WHAT YOU ARE ASKED TO DO:
What you need to produce from the material below is an exact transcription of the lines from the one with "Objective — locate every instance of the roadside" through the one with "Objective — locate every instance of the paved", both included, and no other line.

DATA TO USE:
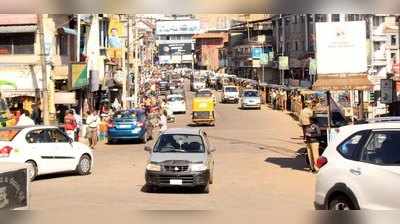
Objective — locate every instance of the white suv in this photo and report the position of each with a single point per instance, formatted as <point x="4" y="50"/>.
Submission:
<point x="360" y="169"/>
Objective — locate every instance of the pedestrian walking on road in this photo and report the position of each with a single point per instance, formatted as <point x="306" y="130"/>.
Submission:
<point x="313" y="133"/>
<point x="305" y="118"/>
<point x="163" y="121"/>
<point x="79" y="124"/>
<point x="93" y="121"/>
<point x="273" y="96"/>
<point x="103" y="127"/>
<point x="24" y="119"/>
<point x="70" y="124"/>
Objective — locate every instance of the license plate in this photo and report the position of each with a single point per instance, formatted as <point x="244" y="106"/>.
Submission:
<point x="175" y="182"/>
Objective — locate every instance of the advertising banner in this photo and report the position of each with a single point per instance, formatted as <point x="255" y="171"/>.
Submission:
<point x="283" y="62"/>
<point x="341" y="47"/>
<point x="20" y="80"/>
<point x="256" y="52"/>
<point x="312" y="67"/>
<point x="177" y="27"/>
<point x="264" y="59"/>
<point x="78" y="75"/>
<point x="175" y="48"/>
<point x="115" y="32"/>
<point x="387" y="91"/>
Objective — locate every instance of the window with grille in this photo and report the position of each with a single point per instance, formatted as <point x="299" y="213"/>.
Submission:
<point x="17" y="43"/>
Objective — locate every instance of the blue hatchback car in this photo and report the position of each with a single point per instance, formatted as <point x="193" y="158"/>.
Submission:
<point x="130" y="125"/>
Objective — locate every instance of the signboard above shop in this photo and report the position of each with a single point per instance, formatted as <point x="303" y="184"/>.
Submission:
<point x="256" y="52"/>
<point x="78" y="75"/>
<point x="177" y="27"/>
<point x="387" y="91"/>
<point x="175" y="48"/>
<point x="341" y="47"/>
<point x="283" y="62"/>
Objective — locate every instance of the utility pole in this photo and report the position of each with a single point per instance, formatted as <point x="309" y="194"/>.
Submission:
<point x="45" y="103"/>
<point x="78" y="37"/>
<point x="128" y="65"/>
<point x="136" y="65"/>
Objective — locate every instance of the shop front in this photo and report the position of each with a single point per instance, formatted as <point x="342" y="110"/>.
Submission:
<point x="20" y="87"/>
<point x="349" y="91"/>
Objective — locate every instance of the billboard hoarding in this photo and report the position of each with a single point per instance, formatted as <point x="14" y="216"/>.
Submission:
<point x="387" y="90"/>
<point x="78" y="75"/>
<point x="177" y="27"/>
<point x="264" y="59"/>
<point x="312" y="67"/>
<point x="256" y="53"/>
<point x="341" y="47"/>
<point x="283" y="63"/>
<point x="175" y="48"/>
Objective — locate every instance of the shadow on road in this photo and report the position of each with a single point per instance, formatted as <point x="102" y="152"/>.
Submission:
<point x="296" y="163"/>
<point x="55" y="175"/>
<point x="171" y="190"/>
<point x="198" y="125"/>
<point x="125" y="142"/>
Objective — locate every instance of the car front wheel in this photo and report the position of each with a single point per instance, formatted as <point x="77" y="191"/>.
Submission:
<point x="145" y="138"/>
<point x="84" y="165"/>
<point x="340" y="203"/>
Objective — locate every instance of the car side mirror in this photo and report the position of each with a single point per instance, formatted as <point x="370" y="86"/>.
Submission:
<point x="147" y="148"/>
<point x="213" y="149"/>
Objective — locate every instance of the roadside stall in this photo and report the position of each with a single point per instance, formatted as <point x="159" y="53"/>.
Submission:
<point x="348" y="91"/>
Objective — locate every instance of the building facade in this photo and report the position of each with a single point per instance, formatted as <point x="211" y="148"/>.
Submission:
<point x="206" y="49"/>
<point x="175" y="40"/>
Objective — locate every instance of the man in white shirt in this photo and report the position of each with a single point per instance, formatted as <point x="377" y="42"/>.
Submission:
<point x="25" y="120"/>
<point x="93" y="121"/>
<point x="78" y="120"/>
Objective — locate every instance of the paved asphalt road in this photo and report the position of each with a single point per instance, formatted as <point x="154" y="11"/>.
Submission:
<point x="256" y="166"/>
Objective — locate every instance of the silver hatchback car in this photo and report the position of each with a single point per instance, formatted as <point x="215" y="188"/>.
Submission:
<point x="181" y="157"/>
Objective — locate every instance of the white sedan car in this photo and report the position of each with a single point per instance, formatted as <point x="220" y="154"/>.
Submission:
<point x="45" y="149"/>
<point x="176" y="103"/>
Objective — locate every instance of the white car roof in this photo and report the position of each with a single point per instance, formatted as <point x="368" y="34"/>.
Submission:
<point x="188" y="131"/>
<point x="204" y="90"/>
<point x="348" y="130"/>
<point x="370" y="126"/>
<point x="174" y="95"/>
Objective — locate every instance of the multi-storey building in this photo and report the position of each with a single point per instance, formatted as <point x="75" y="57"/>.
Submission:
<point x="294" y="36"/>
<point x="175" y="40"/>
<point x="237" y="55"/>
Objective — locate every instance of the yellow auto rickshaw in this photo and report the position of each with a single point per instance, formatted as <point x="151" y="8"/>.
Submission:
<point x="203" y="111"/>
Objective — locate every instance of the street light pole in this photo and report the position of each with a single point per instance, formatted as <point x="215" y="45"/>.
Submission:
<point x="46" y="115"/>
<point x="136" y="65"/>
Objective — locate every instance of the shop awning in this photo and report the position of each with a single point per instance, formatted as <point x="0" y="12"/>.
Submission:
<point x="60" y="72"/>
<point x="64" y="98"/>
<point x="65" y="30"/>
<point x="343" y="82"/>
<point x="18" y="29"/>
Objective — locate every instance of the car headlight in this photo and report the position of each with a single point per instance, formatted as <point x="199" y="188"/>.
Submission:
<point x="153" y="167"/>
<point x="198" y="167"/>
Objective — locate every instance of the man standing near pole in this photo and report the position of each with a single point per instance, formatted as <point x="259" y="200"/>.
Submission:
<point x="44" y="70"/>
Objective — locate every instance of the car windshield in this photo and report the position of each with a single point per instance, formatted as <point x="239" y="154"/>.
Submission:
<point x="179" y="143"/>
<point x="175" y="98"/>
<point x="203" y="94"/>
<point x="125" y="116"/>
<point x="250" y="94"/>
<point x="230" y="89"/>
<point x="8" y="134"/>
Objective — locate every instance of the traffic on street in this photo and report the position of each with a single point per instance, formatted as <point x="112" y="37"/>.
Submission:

SOLUTION FOR THIS EXERCISE:
Objective — locate every instance of the roadside stall in this photo and report the position of each with a single point per instance, formatted as <point x="159" y="53"/>.
Submission:
<point x="348" y="91"/>
Objective — locate every instance of the building facade in this photo and report the position of each with a single point per instance, formatted as <point x="211" y="148"/>.
Submission:
<point x="206" y="49"/>
<point x="175" y="40"/>
Objective — locate every instance of the man in white shirt in this photo and report the position of each with a single point per instance, formatted as <point x="377" y="42"/>.
Submission:
<point x="25" y="120"/>
<point x="93" y="121"/>
<point x="78" y="120"/>
Objective — locate every instance of the paved asphalt road in this photo and report the position of each with a single point per instance, formatted as <point x="154" y="11"/>.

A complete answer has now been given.